■ TASK STATEMENT ■
Lines that include "distant" make up the answer; copy all of them from the data below.

Saved data entries

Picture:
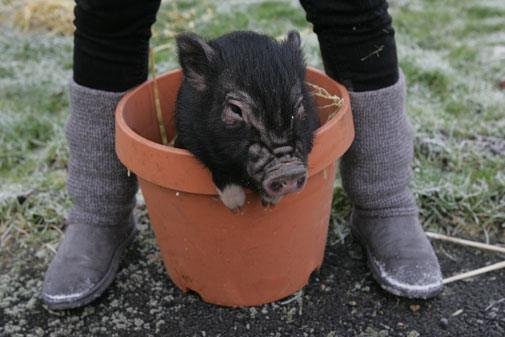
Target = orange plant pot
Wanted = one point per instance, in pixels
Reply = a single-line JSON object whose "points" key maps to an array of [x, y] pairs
{"points": [[256, 256]]}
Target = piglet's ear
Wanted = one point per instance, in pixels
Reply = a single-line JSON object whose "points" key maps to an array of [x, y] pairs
{"points": [[294, 40], [195, 57]]}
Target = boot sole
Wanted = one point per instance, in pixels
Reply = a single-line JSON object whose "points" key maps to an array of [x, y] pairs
{"points": [[101, 286], [389, 284]]}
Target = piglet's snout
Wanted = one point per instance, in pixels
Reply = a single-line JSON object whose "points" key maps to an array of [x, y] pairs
{"points": [[285, 183]]}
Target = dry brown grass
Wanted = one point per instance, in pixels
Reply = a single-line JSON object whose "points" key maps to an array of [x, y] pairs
{"points": [[55, 16]]}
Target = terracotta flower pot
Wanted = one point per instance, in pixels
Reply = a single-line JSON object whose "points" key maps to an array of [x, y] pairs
{"points": [[253, 257]]}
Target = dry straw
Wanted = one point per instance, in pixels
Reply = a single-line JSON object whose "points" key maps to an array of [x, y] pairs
{"points": [[318, 91]]}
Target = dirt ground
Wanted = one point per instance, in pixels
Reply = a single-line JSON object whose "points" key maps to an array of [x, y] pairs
{"points": [[340, 300]]}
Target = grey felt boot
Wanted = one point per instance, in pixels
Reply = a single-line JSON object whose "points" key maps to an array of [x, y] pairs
{"points": [[375, 174], [100, 223]]}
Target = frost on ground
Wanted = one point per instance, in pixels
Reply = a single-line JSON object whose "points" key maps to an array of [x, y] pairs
{"points": [[453, 57]]}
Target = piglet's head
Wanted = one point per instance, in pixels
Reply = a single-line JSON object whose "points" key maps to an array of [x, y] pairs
{"points": [[255, 116]]}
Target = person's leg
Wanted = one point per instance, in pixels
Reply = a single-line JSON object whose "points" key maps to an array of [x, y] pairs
{"points": [[358, 49], [110, 56]]}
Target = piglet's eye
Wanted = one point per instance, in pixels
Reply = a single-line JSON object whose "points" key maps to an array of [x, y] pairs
{"points": [[235, 109], [232, 114]]}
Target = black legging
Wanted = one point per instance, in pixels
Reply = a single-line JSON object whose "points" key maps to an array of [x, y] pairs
{"points": [[112, 41]]}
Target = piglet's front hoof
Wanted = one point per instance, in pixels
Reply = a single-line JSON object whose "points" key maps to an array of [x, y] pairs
{"points": [[267, 201], [232, 196]]}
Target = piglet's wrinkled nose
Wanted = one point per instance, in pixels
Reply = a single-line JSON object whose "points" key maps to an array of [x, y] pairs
{"points": [[285, 184]]}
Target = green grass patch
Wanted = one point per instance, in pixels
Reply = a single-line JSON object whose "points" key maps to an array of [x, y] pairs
{"points": [[449, 51]]}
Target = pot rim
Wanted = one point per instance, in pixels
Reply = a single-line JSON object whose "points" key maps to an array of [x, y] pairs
{"points": [[319, 158]]}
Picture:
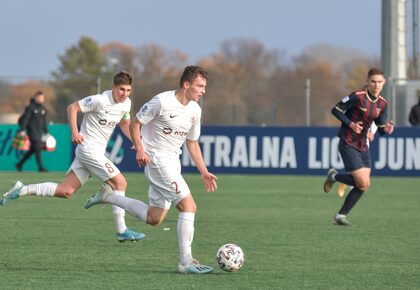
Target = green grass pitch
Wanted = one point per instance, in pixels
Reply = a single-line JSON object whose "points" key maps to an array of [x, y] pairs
{"points": [[283, 224]]}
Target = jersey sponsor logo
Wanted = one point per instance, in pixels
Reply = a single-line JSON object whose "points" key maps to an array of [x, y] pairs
{"points": [[104, 122], [88, 101], [345, 99], [167, 131]]}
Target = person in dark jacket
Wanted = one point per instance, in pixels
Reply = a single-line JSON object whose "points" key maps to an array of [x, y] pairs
{"points": [[414, 117], [34, 122]]}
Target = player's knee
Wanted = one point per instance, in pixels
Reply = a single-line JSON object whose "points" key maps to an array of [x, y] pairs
{"points": [[66, 193], [153, 221], [364, 185]]}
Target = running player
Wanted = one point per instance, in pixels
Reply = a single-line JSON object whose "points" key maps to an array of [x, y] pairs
{"points": [[356, 112], [102, 113], [159, 130]]}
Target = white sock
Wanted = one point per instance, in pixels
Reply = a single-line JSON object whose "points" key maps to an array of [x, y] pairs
{"points": [[39, 189], [134, 207], [185, 230], [119, 215]]}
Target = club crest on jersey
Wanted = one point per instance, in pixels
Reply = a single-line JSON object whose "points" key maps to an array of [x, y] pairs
{"points": [[345, 99], [88, 101]]}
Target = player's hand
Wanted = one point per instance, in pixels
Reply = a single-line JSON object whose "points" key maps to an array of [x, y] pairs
{"points": [[371, 136], [142, 158], [209, 181], [356, 127], [77, 138], [389, 127]]}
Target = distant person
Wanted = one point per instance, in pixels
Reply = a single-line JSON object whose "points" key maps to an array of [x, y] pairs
{"points": [[101, 114], [159, 130], [356, 112], [34, 123], [414, 117]]}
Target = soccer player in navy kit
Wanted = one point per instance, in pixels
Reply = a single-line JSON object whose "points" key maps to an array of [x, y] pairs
{"points": [[356, 112]]}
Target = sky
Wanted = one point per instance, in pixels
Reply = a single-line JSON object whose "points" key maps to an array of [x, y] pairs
{"points": [[35, 33]]}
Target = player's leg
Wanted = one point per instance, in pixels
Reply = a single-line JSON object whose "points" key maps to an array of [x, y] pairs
{"points": [[362, 178], [25, 157], [37, 146], [152, 215], [105, 169], [358, 164], [185, 228], [46, 189], [349, 156]]}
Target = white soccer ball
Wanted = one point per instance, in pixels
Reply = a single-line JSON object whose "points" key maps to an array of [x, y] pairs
{"points": [[230, 257]]}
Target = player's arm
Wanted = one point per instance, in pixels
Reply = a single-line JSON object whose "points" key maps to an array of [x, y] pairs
{"points": [[208, 178], [372, 130], [384, 127], [135, 131], [24, 120], [72, 111], [125, 127], [339, 111]]}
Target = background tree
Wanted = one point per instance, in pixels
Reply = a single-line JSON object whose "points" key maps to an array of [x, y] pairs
{"points": [[18, 96], [80, 67]]}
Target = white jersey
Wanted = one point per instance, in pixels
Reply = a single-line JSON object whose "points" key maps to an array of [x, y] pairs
{"points": [[101, 116], [166, 124]]}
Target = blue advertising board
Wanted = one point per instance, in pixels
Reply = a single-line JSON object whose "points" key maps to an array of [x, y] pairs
{"points": [[284, 150]]}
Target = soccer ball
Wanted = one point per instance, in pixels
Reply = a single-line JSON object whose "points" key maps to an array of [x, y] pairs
{"points": [[230, 257]]}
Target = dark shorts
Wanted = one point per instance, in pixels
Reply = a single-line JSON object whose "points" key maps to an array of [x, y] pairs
{"points": [[354, 159]]}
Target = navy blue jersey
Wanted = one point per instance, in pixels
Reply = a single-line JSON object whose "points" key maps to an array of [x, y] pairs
{"points": [[359, 106]]}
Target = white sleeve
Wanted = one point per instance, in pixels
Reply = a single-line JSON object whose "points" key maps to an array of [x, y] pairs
{"points": [[90, 103], [149, 111], [195, 131]]}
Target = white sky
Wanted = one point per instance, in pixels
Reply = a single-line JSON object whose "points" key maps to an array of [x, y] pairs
{"points": [[34, 33]]}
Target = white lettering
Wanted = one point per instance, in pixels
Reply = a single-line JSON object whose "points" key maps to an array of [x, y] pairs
{"points": [[253, 151], [395, 153], [312, 162], [336, 160], [206, 142], [240, 155], [381, 162], [412, 153], [222, 149], [271, 149], [288, 153]]}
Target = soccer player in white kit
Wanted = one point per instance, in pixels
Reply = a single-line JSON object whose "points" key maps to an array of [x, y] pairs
{"points": [[159, 130], [102, 112]]}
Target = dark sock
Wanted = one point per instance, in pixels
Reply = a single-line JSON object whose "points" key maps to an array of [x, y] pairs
{"points": [[351, 199], [345, 178]]}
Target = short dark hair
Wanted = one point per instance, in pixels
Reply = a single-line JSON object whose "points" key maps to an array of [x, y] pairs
{"points": [[375, 71], [190, 73], [38, 93], [123, 78]]}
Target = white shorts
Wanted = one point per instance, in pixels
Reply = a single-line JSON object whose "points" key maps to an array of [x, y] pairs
{"points": [[166, 184], [86, 164]]}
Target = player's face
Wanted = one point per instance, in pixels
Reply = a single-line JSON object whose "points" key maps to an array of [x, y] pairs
{"points": [[121, 92], [375, 84], [196, 89]]}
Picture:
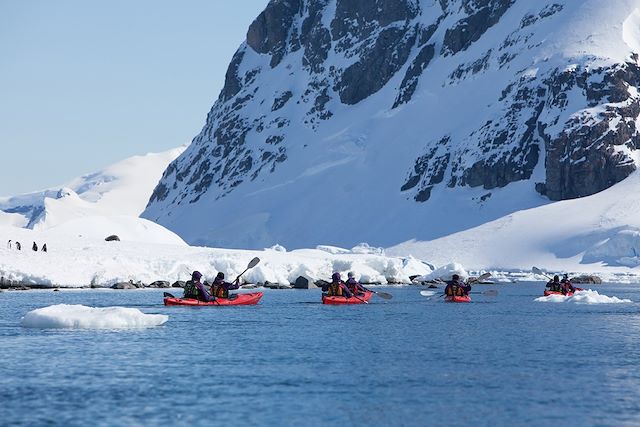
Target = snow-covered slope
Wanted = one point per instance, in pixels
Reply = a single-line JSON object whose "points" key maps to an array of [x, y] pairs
{"points": [[594, 233], [74, 261], [344, 121], [121, 189]]}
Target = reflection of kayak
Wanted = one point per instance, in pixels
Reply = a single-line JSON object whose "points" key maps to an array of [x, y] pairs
{"points": [[241, 299], [456, 298], [334, 300], [569, 294]]}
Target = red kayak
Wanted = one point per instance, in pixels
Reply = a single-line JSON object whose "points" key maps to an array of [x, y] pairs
{"points": [[240, 299], [456, 298], [569, 294], [360, 299]]}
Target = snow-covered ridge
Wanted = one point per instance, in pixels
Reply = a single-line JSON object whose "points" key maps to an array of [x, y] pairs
{"points": [[344, 121], [121, 189], [73, 261]]}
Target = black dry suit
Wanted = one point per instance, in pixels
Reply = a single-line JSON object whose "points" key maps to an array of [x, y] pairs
{"points": [[191, 290], [457, 288], [554, 286]]}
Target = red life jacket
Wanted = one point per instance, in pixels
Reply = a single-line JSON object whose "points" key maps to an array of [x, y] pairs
{"points": [[335, 290]]}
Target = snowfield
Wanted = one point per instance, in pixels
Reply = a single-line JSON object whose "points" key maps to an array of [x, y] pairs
{"points": [[73, 261]]}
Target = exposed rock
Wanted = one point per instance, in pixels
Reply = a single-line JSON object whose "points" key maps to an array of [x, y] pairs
{"points": [[303, 283]]}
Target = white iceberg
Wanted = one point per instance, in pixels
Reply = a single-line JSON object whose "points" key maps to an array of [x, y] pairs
{"points": [[65, 316], [584, 297]]}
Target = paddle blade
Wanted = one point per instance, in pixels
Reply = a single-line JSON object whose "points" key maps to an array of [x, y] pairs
{"points": [[384, 295]]}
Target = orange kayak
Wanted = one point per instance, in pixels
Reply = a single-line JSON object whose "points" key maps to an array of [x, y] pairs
{"points": [[240, 299], [456, 298], [334, 300], [547, 293]]}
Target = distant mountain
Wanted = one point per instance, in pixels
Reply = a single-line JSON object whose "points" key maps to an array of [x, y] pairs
{"points": [[388, 120], [121, 189]]}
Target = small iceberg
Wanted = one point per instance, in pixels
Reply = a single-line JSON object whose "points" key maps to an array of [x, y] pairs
{"points": [[584, 297], [65, 316]]}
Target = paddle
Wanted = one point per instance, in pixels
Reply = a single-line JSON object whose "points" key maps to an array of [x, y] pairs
{"points": [[382, 295], [489, 293], [252, 264], [356, 297], [536, 270], [480, 278]]}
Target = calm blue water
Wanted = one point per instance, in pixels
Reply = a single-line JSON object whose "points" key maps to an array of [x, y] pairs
{"points": [[500, 361]]}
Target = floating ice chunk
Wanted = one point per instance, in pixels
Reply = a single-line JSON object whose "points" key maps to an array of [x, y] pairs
{"points": [[65, 316], [444, 273], [584, 297]]}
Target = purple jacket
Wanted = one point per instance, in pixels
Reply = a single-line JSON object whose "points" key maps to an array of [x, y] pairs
{"points": [[354, 286], [226, 285], [345, 289], [464, 286], [204, 294]]}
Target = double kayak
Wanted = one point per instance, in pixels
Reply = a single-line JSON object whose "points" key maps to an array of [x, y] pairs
{"points": [[456, 298], [240, 299], [547, 293], [335, 300]]}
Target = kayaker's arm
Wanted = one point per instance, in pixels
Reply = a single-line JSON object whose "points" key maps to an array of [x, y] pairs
{"points": [[206, 296]]}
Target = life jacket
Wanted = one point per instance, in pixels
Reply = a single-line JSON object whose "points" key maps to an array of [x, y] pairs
{"points": [[191, 290], [555, 287], [353, 286], [453, 289], [335, 290], [218, 290]]}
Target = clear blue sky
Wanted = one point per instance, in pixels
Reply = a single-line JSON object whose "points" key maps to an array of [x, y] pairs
{"points": [[84, 84]]}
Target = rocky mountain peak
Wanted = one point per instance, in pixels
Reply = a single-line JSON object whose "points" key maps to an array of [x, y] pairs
{"points": [[446, 97]]}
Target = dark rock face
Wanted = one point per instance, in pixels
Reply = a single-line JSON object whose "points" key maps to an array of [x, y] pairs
{"points": [[483, 14], [306, 63], [270, 31], [589, 157]]}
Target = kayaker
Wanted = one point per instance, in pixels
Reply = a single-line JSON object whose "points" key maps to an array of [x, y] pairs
{"points": [[337, 287], [196, 290], [567, 286], [221, 289], [354, 286], [456, 287], [554, 284]]}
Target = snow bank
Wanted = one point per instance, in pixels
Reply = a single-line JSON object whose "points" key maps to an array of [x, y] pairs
{"points": [[64, 316], [444, 273], [584, 297], [621, 248], [74, 261], [127, 228]]}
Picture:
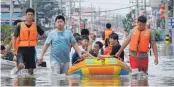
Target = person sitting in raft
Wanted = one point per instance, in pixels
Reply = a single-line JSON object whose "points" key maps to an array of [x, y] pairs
{"points": [[114, 43], [97, 49], [83, 49]]}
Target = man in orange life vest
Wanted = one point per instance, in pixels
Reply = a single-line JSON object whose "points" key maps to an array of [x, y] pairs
{"points": [[27, 33], [107, 32], [139, 40]]}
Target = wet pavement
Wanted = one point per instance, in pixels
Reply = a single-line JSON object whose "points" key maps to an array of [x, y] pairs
{"points": [[158, 75]]}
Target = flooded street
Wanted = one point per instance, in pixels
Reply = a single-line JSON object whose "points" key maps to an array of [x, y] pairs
{"points": [[158, 75]]}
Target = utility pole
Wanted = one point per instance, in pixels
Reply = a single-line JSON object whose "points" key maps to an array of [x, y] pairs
{"points": [[31, 3], [70, 2], [11, 11], [166, 17], [145, 13], [91, 19], [137, 9], [173, 8], [35, 11], [79, 16]]}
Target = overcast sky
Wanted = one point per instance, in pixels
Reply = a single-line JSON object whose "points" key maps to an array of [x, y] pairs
{"points": [[107, 5]]}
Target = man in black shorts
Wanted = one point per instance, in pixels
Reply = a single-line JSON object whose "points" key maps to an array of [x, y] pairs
{"points": [[27, 32]]}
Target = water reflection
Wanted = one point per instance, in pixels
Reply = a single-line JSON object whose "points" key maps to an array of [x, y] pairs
{"points": [[27, 81], [160, 75]]}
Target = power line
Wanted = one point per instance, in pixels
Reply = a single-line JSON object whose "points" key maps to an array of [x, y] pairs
{"points": [[114, 9]]}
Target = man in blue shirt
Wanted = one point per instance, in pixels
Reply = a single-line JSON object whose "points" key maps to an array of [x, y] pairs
{"points": [[61, 41]]}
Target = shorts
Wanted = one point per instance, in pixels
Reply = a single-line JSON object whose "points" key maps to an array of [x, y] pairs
{"points": [[59, 68], [139, 63], [26, 55]]}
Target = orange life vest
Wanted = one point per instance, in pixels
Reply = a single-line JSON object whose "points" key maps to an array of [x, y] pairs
{"points": [[28, 36], [140, 40], [17, 44], [108, 50], [107, 33]]}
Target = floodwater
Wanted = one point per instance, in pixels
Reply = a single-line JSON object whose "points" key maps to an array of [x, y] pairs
{"points": [[158, 75]]}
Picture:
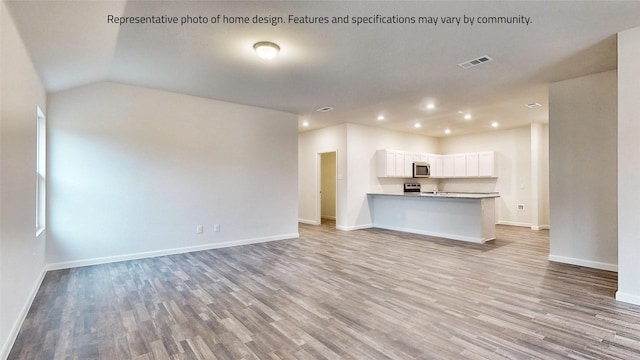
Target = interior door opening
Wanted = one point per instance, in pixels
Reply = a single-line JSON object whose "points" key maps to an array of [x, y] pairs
{"points": [[328, 188]]}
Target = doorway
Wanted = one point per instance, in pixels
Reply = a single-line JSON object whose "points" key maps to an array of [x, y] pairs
{"points": [[327, 203]]}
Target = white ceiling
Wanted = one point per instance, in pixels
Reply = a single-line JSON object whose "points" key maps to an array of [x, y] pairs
{"points": [[361, 71]]}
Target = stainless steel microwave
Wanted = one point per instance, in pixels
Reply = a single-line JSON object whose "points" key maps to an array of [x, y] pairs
{"points": [[421, 169]]}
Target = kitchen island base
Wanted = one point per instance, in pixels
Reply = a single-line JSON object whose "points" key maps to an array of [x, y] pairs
{"points": [[466, 218]]}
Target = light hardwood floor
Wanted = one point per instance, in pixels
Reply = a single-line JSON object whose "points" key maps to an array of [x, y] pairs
{"points": [[366, 294]]}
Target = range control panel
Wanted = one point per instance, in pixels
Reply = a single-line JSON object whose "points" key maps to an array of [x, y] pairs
{"points": [[412, 187]]}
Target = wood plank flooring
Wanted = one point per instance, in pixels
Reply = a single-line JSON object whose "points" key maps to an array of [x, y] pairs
{"points": [[366, 294]]}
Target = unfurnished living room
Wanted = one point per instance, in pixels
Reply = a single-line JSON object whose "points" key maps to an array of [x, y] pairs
{"points": [[319, 180]]}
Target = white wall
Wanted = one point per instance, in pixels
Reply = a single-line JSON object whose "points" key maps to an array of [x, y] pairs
{"points": [[539, 176], [513, 167], [328, 187], [628, 169], [22, 255], [583, 170], [133, 171], [310, 144]]}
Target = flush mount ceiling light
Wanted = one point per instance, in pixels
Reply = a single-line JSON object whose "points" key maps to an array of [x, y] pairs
{"points": [[475, 62], [324, 109], [266, 49]]}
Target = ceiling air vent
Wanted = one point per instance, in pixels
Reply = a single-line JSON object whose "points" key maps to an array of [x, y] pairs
{"points": [[325, 109], [474, 62]]}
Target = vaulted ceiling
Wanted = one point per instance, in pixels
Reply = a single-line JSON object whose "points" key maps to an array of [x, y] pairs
{"points": [[362, 71]]}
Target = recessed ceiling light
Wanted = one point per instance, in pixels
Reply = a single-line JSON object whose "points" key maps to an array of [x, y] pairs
{"points": [[324, 109], [266, 49]]}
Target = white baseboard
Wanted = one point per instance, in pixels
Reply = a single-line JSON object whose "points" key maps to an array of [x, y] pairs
{"points": [[513, 223], [540, 227], [350, 228], [309, 222], [111, 259], [15, 329], [583, 262], [628, 298]]}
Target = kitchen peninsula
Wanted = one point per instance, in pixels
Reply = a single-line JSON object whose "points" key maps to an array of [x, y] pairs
{"points": [[459, 216]]}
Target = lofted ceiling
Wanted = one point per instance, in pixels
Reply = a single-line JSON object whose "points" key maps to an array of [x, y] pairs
{"points": [[362, 71]]}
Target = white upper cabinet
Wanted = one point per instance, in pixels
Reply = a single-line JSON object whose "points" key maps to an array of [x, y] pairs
{"points": [[436, 165], [472, 164], [399, 164], [394, 163], [460, 165], [448, 165]]}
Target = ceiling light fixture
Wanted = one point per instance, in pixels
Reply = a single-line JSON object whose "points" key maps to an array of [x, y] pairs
{"points": [[266, 49], [324, 109], [475, 62]]}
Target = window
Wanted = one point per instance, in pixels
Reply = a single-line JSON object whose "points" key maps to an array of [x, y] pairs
{"points": [[41, 171]]}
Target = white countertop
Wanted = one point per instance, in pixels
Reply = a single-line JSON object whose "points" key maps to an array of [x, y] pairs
{"points": [[442, 194]]}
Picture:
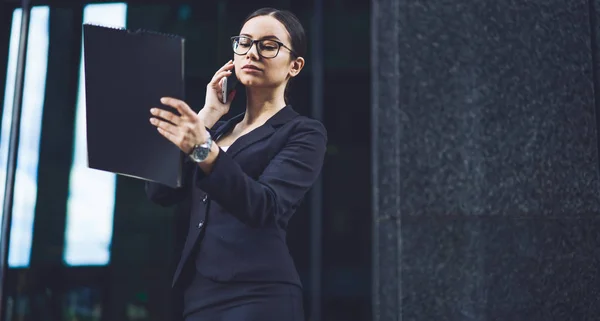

■ OUTPUT OF THE TASK ■
Target = distant person
Target = distant mountain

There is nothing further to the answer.